*** Input records ***
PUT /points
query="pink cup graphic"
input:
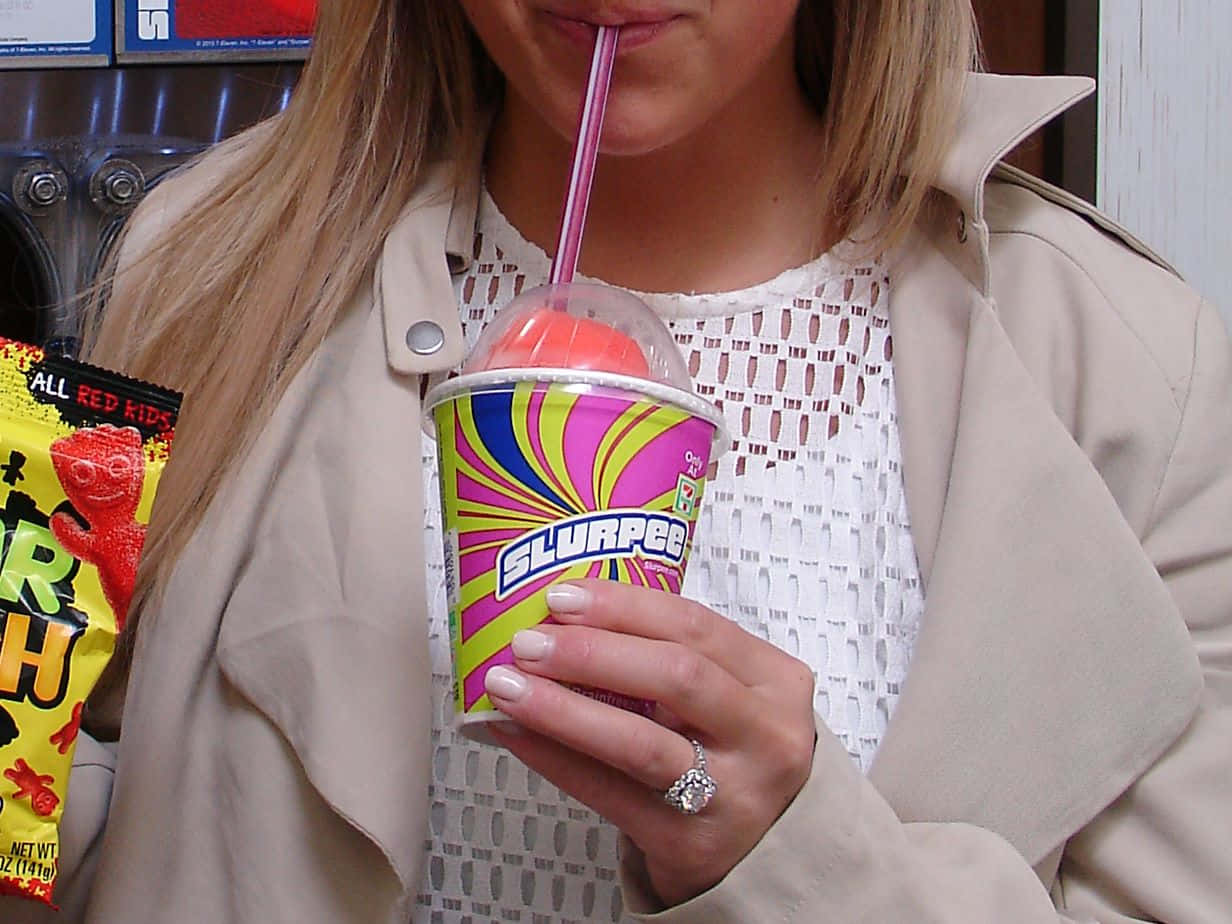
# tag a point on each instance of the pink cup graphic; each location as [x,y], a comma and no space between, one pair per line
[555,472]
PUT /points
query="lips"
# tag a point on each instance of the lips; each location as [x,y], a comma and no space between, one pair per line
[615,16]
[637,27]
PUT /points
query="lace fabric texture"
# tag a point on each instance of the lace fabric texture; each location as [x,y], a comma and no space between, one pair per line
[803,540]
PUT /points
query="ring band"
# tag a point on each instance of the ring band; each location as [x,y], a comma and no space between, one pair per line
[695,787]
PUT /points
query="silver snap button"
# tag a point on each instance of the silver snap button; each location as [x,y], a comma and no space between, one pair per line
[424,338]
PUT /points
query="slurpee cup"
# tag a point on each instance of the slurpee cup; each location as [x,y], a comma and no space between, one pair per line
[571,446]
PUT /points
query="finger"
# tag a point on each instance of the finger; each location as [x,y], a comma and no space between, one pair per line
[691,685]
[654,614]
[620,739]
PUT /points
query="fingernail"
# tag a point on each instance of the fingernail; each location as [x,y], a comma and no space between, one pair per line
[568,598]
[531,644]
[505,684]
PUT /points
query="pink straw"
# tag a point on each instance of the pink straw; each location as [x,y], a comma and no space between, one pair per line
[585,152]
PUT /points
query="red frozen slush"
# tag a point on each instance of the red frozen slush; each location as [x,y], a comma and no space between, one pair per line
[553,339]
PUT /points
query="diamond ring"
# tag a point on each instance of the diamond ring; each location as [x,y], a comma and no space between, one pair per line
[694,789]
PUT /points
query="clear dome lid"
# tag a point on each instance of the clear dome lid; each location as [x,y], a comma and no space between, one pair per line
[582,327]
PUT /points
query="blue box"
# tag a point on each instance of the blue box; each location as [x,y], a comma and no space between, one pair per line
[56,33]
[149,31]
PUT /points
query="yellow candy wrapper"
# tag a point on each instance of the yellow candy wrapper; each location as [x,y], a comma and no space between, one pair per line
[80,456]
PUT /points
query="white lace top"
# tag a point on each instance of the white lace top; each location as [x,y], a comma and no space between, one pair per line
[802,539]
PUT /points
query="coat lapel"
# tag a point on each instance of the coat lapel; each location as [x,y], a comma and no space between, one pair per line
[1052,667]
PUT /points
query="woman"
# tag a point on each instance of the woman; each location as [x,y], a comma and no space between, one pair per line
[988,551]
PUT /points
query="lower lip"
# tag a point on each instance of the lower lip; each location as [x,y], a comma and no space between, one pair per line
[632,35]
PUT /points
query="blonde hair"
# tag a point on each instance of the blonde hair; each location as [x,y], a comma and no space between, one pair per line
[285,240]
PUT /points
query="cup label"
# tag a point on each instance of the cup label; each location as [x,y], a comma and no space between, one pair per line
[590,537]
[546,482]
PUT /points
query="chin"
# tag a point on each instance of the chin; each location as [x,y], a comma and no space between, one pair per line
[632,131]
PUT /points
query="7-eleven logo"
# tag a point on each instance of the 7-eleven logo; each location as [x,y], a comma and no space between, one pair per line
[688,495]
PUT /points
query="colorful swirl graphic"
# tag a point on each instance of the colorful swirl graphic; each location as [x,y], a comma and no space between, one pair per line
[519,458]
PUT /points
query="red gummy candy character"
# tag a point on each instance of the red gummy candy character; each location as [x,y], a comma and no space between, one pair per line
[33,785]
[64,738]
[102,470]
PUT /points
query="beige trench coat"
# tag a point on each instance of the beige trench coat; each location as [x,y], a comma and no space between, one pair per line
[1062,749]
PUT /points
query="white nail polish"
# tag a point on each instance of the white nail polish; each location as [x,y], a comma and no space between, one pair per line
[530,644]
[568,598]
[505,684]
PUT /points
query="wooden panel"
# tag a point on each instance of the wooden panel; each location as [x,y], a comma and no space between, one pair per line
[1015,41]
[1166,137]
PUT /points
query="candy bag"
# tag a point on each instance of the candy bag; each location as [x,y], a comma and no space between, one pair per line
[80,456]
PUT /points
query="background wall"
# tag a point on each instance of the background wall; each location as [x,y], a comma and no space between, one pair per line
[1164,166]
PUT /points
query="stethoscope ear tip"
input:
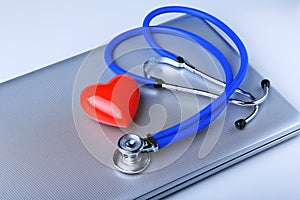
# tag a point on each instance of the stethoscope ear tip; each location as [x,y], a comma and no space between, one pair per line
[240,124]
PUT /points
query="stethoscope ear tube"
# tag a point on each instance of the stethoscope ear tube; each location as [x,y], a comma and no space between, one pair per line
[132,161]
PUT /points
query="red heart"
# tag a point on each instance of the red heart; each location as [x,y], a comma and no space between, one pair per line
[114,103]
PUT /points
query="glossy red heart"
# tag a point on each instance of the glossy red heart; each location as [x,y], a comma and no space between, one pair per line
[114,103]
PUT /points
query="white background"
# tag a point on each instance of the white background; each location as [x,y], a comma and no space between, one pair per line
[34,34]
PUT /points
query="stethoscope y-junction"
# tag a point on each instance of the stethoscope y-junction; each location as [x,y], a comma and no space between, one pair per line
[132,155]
*** End of Input records ***
▶ [Directions for this task]
Reproduce the complete set of records verbatim and omit the pictures.

▶ [Response area]
PUT /points
query="pink cup graphic"
input:
# tag a point on each instance of the pink cup graphic; each location as [x,y], a comma and no space between, one pair per line
[555,472]
PUT /points
query="lips"
# tag a point on each instance of the lips; each location as [x,y], a comma and no space between, one pair per line
[615,16]
[637,27]
PUT /points
query="lace fabric texture"
# tag a point on each instance of the lace fabric texture; each location as [x,y], a comma and no space between, one pair per line
[803,540]
PUT /points
query="ring band"
# tag a point on each instance of the ring band; each location as [x,y], a comma and no space between, one pair per line
[695,787]
PUT /points
query="silver snap button"
# tag a point on each instance of the silver snap button; each location as [x,y], a comma and no space between, one pair per line
[424,338]
PUT /points
query="slurpee cup"
# tag a point on each instance of the slurpee cup; each location as [x,y], a comma and no space between, one pair per line
[571,446]
PUT /points
query="finger"
# tag a point on each instance of the finger; each location as [x,y], a comma and no space between, one pair per line
[691,685]
[654,614]
[620,739]
PUT /points
query="fingernail"
# tag a point on each instance of the fingernail; each location as [x,y], a comma and no space between, one pair per line
[568,598]
[531,644]
[505,684]
PUT /points
query="pink straw"
# tag a point on each instance of the pink straw; each location as [x,y], a comma and no space between, one pair per line
[585,152]
PUT /points
query="red frozen slush"
# tag a point on each instance of the red frozen slush; each location as [x,y], a comma and no space between, one pair per line
[553,339]
PUT /points
query="diamond ring"
# tag a point on each instance of the diamond ring; each location as [x,y], a comma and no space between, one pair per line
[694,789]
PUT /points
query="clear dome lid"
# tag a point on each instance of the clear dome lid; each location as [x,y], a comma and no space between, one pair per line
[582,327]
PUT /points
query="blue box"
# tag a point on each instance of the blue box; each location as [x,y], a comma and no space between, one pair per line
[56,33]
[149,31]
PUT /points
query="yellow candy wrapper"
# tag a point on each instance of the yellow candy wrapper; each location as [x,y], a comma and no space between, one pair per line
[80,456]
PUT /points
query="white lace top"
# tag a point on each instance of the white lace top; each location as [x,y], a comma and no space between, one pair per line
[802,539]
PUT /points
query="coat lapel"
# tag a point on each instance of the coat lapel; each location as [x,y], a comma and no space between, one pair per line
[1052,667]
PUT /points
query="woman"
# tag a point on each instance of the woman; each location as [x,y], a comma and no space between, one pair per line
[988,551]
PUT /points
query="lower lip"
# tag a point on each instance of the lower lip; each location as [x,y], a comma and no space between, one pair per line
[632,35]
PUT /points
query="blonde hair"
# tag a point on each instance of the blonde hair; each location as [x,y], a comma and no space between, one pair per line
[285,240]
PUT /points
query="cup label"
# tag a point on each instance of the cup label; each location as [x,y], a comma and no space between, one pair per line
[590,537]
[546,482]
PUT /points
query="chin"
# tag a point on each instance of the chin; each location as [x,y], a comma and no space between, one pair per line
[632,131]
PUT /points
query="7-eleven logo"
# tag a point on each instance of the 7-eleven logo; each location as [x,y], a comma and no space between, one pair per line
[688,495]
PUT /points
query="colorful swirl graphic"
# tag a point on each instance of the colorful swirl graphic; each location as [x,y], a comma and no space between, one pair per line
[519,458]
PUT /points
query="red gummy candy character"
# tag a point on each instance of the red gummy candy character; each location as [x,y], a comma and no space between, one pair per line
[33,785]
[64,738]
[102,470]
PUT /points
query="beige trench coat"
# tag a point on each instance of the beige trench coat; each location as [x,y], a comma and no space between, one pair per line
[1062,749]
PUT /points
query="white nail polish"
# tag a point on each instance of the white nail polish; each location as [x,y], a comma and no space between, one pair per line
[530,644]
[568,598]
[505,684]
PUT /points
query="wooden panel"
# tag a point on each instance of the wooden panel; each location as [x,y], a comma and no space between, one pair per line
[1015,41]
[1166,137]
PUT /points
query="candy bag"
# tag a point on each instance of the candy bag; each location as [x,y], a comma and no space between, one pair per line
[80,456]
PUT /points
query="background wall"
# tag a point on each instance of the background wall; each location as [x,y], a comma and no space between, one pair per line
[1164,166]
PUT /points
query="stethoscope ear tip"
input:
# tag a point on each instance of the stethoscope ear tip; each location as [x,y], a comma and no space between, one pair per line
[240,124]
PUT /points
query="stethoscope ear tube"
# tag a point on each instance of the stethoscope ear tube; each location as [x,y], a comma and no space between, one pair per line
[132,161]
PUT /points
query="red heart"
# tag a point on each instance of the red heart; each location as [x,y], a comma and no space between, one pair per line
[114,103]
PUT /points
query="glossy red heart"
# tag a point on each instance of the glossy red heart; each location as [x,y], a comma and no space between, one pair per line
[114,103]
PUT /points
query="white background"
# tag a point on each instance of the white background; each location as [x,y], a comma and no space between, one pair per line
[34,34]
PUT /points
query="stethoscope y-junction"
# tag a point on each instance of the stethoscope y-junction; each location as [x,y], a comma and no space between, one pair per line
[132,155]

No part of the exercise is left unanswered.